(Stated goal a)
Which manufactures of Kabul does the trivia post name? List all of them.

(Text extract)
Wednesday, September 30, 2009

QUESTION: Music

What band was Jimmy Page in before Led Zeppelin?

ANSWER: Geography

Kabul


Kabul, city in east central Afghanistan, capital of the country and Kabul Province. Kabul is on the Kabul River, situated at an elevation of about 1800 m (about 5900 ft) making it one of the highest capital cities in the World. The population is around 1 million people. The nation's chief economic and cultural center, it has long been of strategic importance because of its proximity to the Khyber Pass, an important pass in the mountains between Afghanistan and Pakistan. Manufactures of the city include textiles, processed food, chemicals, and wood products. Tajiks are the predominant population group of Kabul, and Pashtuns are an important minority. Kabul University (founded in 1932) had been the country's most important institute of higher education prior to its closure due to war in 1992. The university was the best known in the region in the 1970 and 1980's. The university now is being partially reopened and only a few students are returning. The University needs much reconstruction in order to operate normally

Matt: CORRECT
Record: 159-132

Tuesday, September 29, 2009

QUESTION: Geography

What is the capital of Afghanistan?

(Entries supplied)
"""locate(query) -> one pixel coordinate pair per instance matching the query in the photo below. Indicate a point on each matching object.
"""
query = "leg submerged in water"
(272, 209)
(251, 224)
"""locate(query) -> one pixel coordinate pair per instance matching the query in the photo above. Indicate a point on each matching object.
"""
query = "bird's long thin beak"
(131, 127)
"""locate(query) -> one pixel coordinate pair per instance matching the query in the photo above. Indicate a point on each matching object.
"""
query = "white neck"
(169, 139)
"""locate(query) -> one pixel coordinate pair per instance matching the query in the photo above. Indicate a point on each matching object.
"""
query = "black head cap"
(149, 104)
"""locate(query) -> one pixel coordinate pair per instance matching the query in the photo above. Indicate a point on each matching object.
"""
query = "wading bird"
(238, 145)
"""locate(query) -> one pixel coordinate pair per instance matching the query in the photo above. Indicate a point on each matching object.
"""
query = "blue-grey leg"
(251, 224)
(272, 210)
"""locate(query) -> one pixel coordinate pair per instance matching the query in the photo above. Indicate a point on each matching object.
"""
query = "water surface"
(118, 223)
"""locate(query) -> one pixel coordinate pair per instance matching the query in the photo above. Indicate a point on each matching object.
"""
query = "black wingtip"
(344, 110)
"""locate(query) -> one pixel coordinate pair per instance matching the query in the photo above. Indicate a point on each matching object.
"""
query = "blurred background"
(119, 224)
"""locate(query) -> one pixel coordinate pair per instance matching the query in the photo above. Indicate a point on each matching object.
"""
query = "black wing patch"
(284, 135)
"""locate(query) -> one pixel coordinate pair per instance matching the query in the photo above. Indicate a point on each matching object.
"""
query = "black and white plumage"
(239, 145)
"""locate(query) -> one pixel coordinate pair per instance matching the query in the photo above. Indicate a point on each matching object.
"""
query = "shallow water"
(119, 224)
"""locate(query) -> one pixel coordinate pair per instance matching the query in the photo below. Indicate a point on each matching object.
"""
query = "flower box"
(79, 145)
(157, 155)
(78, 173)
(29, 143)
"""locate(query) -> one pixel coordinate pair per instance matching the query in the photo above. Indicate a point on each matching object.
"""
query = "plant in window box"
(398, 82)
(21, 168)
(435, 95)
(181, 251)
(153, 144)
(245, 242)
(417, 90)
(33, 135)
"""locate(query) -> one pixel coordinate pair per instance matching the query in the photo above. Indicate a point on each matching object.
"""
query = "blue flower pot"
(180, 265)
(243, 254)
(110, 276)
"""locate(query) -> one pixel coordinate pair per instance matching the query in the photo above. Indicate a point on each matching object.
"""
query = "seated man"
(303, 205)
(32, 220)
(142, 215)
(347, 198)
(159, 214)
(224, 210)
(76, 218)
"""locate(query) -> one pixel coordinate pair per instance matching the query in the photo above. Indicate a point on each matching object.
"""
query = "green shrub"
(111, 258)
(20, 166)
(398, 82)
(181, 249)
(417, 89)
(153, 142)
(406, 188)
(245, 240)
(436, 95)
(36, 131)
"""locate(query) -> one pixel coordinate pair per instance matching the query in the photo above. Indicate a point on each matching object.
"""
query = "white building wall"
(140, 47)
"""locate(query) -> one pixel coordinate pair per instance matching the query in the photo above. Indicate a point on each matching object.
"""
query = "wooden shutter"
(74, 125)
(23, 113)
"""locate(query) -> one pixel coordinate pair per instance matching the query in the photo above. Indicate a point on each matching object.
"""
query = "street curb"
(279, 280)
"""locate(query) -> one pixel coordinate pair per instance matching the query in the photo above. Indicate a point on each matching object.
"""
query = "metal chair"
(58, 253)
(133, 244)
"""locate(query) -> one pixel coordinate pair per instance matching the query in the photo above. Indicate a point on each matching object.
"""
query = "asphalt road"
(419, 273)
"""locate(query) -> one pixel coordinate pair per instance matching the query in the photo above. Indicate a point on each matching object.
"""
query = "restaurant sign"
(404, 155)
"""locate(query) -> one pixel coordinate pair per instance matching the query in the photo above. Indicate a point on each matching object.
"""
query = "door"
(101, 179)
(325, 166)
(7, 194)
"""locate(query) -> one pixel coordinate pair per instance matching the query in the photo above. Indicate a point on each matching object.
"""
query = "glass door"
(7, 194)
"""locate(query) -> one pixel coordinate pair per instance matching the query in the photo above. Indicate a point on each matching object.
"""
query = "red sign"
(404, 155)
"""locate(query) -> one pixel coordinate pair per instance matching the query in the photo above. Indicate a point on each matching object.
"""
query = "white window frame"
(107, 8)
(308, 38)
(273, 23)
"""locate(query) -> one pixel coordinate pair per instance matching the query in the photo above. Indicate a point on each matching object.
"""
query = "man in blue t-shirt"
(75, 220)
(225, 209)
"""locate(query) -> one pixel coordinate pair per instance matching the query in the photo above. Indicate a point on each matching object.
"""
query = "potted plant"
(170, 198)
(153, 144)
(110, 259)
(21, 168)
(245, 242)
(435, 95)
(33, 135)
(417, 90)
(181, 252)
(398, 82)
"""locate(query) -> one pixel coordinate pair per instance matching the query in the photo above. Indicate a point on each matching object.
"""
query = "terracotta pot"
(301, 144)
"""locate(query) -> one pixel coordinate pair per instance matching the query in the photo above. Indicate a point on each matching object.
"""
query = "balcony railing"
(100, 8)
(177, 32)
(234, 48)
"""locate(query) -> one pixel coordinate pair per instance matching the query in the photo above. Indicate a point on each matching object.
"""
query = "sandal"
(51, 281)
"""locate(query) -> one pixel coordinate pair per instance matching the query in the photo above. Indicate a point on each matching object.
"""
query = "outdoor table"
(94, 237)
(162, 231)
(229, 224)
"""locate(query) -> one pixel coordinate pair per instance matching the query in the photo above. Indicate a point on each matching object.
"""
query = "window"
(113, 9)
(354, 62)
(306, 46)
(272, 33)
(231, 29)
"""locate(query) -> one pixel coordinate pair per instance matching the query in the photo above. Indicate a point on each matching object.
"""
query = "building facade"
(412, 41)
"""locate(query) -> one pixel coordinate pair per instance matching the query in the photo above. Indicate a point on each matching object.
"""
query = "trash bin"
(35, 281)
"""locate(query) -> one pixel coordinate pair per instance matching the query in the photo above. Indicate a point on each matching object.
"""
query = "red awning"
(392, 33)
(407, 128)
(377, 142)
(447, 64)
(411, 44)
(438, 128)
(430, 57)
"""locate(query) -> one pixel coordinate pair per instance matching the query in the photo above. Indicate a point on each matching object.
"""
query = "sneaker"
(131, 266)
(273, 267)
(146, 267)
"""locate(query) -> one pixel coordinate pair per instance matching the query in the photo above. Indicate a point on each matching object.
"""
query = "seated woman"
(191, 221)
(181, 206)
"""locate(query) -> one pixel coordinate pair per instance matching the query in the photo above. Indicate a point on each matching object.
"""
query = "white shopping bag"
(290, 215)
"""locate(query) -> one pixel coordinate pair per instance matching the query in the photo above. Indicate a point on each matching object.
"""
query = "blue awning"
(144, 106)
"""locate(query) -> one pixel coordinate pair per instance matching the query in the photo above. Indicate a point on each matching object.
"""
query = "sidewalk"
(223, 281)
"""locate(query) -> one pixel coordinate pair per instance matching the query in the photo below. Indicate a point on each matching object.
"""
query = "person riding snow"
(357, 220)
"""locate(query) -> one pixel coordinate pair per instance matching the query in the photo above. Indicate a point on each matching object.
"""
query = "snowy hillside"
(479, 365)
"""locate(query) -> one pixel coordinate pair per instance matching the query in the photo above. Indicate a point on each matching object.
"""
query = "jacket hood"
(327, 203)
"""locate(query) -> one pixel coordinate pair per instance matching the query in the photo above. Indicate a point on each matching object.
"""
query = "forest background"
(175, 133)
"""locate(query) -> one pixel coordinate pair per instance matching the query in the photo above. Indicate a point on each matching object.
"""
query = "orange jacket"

(Stated goal b)
Which lines in the records contain the string "sign"? Copy every one of them.

(Written answer a)
- Textiles
- Processed food
- Chemicals
- Wood products

(Written answer b)
query = "restaurant sign"
query = "red sign"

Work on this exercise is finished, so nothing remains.